Task goal: Lines before the one containing "ridge and record the coordinates." are to be left out; reproduce that line and all the rest of the entries exactly.

Records for the task:
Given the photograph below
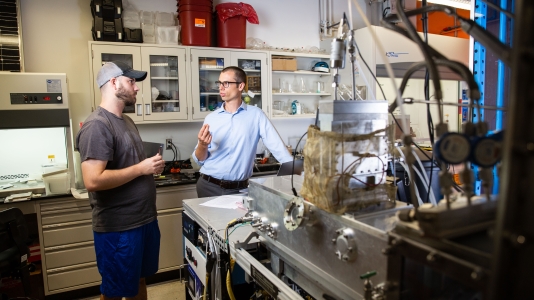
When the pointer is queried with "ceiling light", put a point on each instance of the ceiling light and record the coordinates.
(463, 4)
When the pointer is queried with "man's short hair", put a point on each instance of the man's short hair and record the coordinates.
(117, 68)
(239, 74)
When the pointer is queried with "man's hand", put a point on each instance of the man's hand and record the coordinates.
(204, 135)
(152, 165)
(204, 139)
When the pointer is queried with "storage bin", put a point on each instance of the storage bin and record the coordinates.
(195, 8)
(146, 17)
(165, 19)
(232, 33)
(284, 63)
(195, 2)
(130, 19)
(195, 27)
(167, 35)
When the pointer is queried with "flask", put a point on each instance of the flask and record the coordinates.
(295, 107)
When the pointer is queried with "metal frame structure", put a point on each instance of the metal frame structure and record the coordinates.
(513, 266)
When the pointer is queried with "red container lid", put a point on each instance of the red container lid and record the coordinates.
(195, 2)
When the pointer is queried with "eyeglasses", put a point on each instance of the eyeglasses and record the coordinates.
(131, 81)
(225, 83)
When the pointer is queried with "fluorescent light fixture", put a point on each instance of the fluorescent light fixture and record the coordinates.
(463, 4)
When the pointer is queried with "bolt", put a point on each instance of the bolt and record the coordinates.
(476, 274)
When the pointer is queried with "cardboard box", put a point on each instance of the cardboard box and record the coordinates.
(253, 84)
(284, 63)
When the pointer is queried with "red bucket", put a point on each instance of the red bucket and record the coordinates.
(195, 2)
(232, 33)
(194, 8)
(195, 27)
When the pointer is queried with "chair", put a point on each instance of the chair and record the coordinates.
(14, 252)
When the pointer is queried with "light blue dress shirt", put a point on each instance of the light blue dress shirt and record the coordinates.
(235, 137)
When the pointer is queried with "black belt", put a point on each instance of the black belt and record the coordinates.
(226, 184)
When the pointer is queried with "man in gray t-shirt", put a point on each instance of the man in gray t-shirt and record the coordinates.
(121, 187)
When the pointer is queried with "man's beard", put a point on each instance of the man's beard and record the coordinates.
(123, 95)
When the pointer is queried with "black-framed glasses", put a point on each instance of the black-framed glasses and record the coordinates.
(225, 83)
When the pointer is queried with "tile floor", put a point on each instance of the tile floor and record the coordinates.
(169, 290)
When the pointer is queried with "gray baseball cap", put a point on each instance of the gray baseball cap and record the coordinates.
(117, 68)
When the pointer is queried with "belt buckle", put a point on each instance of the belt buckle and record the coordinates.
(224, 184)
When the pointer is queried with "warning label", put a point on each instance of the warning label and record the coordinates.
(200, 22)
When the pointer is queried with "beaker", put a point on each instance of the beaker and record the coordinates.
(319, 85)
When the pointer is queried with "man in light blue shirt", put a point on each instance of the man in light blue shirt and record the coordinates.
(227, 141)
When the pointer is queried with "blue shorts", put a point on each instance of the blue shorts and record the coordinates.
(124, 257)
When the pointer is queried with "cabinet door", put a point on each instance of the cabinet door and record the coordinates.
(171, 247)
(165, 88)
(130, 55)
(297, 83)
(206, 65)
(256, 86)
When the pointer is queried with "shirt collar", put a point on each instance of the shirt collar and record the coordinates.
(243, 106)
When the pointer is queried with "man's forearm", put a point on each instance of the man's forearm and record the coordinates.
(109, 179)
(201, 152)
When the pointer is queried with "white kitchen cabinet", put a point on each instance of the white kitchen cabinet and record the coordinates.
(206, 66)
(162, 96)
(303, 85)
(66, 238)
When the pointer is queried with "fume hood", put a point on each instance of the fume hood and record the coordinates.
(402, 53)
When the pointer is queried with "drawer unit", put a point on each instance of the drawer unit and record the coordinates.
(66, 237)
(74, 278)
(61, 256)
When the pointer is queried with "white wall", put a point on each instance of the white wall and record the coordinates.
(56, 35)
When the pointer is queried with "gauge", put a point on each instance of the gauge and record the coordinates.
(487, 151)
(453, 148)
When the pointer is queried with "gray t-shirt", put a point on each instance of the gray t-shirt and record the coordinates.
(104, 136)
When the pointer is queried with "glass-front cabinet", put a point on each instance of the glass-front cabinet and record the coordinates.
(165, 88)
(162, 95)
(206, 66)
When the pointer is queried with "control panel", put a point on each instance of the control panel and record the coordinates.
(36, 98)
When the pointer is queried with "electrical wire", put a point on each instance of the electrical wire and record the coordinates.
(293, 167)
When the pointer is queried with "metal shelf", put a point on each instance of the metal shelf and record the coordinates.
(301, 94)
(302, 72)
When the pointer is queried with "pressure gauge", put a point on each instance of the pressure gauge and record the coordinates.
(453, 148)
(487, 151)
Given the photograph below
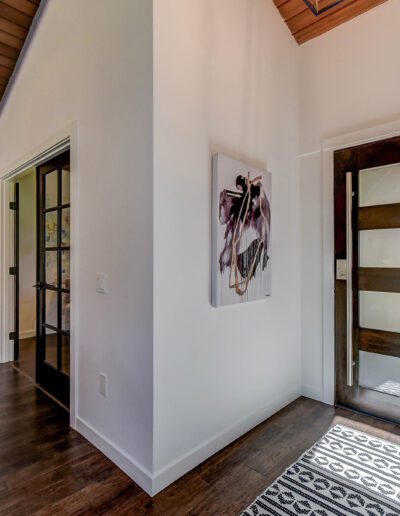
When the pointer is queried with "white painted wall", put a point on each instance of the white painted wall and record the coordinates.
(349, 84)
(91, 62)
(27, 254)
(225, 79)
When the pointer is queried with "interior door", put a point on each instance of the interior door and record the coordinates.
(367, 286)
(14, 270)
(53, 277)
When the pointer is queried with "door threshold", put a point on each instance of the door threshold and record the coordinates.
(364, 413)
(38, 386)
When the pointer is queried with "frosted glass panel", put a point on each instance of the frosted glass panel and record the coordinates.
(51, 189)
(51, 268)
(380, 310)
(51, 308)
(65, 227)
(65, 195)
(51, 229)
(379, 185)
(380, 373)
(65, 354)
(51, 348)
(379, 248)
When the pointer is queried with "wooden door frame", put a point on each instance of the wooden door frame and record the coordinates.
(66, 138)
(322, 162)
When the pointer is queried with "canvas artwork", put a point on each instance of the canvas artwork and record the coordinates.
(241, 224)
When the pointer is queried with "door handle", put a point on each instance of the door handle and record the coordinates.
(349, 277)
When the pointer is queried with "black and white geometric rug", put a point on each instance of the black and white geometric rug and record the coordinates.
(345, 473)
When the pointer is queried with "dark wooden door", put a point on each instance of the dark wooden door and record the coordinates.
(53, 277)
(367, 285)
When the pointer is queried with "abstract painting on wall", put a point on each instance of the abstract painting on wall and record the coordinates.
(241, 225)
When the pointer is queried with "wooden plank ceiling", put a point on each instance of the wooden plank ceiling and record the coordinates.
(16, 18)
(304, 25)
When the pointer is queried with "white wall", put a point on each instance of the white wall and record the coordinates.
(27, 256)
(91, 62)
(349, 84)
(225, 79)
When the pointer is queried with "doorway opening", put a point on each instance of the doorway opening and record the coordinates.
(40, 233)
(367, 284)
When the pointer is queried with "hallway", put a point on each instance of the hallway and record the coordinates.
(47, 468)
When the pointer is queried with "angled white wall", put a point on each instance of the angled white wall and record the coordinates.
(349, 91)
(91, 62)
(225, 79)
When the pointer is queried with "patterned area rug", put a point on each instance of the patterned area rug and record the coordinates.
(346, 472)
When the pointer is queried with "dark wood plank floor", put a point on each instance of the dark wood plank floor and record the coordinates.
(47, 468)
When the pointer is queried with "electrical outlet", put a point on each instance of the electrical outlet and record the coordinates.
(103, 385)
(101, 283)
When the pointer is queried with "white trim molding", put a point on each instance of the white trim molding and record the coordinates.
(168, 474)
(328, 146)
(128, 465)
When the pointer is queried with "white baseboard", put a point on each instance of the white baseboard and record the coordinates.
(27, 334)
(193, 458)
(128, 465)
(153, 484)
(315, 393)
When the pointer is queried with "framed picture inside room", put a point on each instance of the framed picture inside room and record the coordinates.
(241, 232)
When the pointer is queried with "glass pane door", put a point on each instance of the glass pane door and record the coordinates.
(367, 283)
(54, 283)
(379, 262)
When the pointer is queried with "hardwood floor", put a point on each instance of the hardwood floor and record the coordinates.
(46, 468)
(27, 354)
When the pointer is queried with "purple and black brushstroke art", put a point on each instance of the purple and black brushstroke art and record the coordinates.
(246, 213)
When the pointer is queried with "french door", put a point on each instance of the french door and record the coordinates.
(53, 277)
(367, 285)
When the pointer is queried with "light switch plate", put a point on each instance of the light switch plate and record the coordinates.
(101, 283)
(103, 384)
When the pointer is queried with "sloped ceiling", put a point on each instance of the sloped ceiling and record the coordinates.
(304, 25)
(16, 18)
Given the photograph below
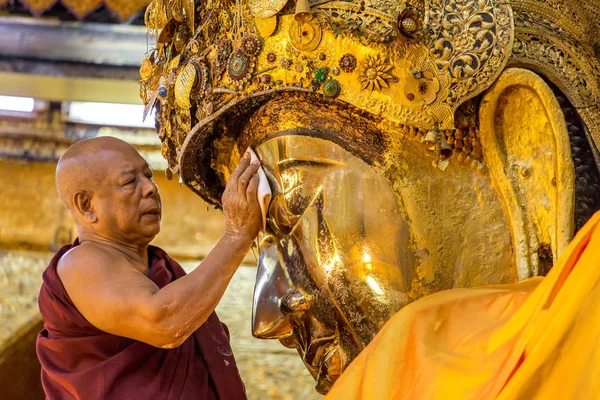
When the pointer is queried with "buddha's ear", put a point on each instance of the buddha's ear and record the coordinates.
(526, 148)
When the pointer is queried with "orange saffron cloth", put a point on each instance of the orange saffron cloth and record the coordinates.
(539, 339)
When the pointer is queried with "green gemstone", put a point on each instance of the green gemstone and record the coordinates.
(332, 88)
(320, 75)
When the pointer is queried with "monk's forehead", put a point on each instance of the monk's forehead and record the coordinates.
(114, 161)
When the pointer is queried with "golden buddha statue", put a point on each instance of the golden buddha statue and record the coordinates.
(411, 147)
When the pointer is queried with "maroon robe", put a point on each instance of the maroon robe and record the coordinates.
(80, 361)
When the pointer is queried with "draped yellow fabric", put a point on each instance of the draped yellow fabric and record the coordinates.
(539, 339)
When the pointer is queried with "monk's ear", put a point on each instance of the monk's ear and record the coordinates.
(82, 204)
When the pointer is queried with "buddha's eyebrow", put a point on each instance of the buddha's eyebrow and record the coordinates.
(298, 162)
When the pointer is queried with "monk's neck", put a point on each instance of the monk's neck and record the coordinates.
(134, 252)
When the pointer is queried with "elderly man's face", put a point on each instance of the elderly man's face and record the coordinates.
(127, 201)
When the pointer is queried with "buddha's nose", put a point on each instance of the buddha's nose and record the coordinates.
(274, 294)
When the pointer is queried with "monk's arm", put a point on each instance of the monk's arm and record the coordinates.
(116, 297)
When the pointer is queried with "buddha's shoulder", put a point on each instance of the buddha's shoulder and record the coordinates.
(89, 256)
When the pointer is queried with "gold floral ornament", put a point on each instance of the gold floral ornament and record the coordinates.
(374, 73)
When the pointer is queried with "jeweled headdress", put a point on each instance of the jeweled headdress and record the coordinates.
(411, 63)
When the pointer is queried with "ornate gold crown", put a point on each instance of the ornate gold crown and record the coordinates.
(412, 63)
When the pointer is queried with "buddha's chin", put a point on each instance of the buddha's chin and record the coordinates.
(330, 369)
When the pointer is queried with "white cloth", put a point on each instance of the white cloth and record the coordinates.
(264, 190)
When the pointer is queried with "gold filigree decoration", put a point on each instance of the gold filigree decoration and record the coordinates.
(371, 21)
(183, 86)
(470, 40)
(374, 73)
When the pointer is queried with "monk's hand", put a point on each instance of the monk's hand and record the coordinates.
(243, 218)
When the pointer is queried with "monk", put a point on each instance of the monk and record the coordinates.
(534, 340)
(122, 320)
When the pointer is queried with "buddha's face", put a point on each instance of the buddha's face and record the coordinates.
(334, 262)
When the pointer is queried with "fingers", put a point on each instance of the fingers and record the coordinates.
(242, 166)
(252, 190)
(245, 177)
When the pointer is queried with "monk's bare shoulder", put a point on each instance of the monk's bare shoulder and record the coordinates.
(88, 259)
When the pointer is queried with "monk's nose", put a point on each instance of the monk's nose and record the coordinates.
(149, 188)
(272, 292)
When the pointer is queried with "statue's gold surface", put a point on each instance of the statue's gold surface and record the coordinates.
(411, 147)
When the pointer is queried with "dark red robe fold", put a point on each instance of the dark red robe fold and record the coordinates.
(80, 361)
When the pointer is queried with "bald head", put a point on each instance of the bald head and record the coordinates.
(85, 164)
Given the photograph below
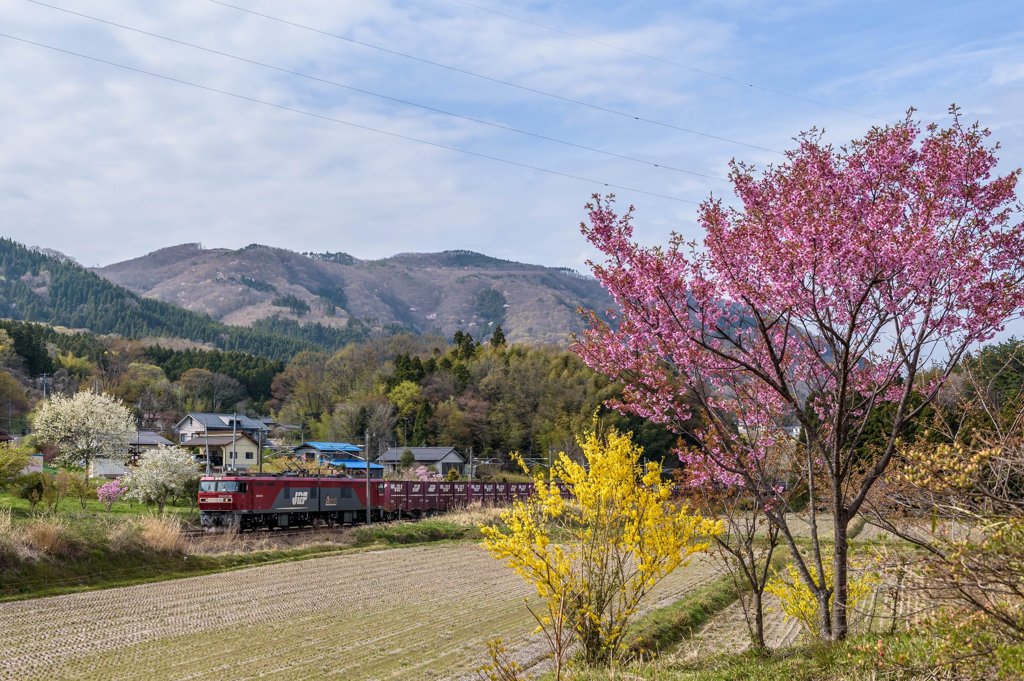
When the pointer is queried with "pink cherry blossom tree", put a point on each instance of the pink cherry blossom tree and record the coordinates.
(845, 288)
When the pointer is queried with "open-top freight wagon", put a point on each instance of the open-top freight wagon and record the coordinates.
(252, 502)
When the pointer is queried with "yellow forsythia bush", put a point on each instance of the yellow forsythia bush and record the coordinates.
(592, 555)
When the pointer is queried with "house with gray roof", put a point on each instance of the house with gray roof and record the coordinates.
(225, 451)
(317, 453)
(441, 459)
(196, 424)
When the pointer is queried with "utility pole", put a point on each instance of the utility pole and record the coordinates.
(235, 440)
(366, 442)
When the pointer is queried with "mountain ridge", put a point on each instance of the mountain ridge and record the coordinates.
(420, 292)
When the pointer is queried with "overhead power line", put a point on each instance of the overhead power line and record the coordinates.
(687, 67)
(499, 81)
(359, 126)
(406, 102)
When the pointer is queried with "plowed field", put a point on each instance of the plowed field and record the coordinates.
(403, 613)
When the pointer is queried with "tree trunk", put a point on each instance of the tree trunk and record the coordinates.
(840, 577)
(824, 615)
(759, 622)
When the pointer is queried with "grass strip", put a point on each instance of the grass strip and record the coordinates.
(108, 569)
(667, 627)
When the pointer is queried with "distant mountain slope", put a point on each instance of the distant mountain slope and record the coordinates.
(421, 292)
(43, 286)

Response:
When the pointer is queried with "mountain ridge", put a point on each instance of the mountain ridge and record the coordinates.
(420, 292)
When the pointer is queried with "overhead power line", put a point on each instance of the overhead power line and record the coordinates.
(687, 67)
(499, 81)
(359, 126)
(406, 102)
When the pointer is queried with "plowed field", put a point on each instance of the plowed field and record the coordinates.
(403, 613)
When the pointer is queried with "tree trunk", put a point on each instance of the tree trunk and record the coordinates.
(840, 577)
(824, 615)
(759, 622)
When the pointer is queried with "grass strip", put a point on each instance of the grass strip and record the coordinates.
(108, 569)
(667, 627)
When the pointer is queried with "distant mountain slope", put a point on each instance of the distant mountain slope and record the coordinates.
(421, 292)
(43, 286)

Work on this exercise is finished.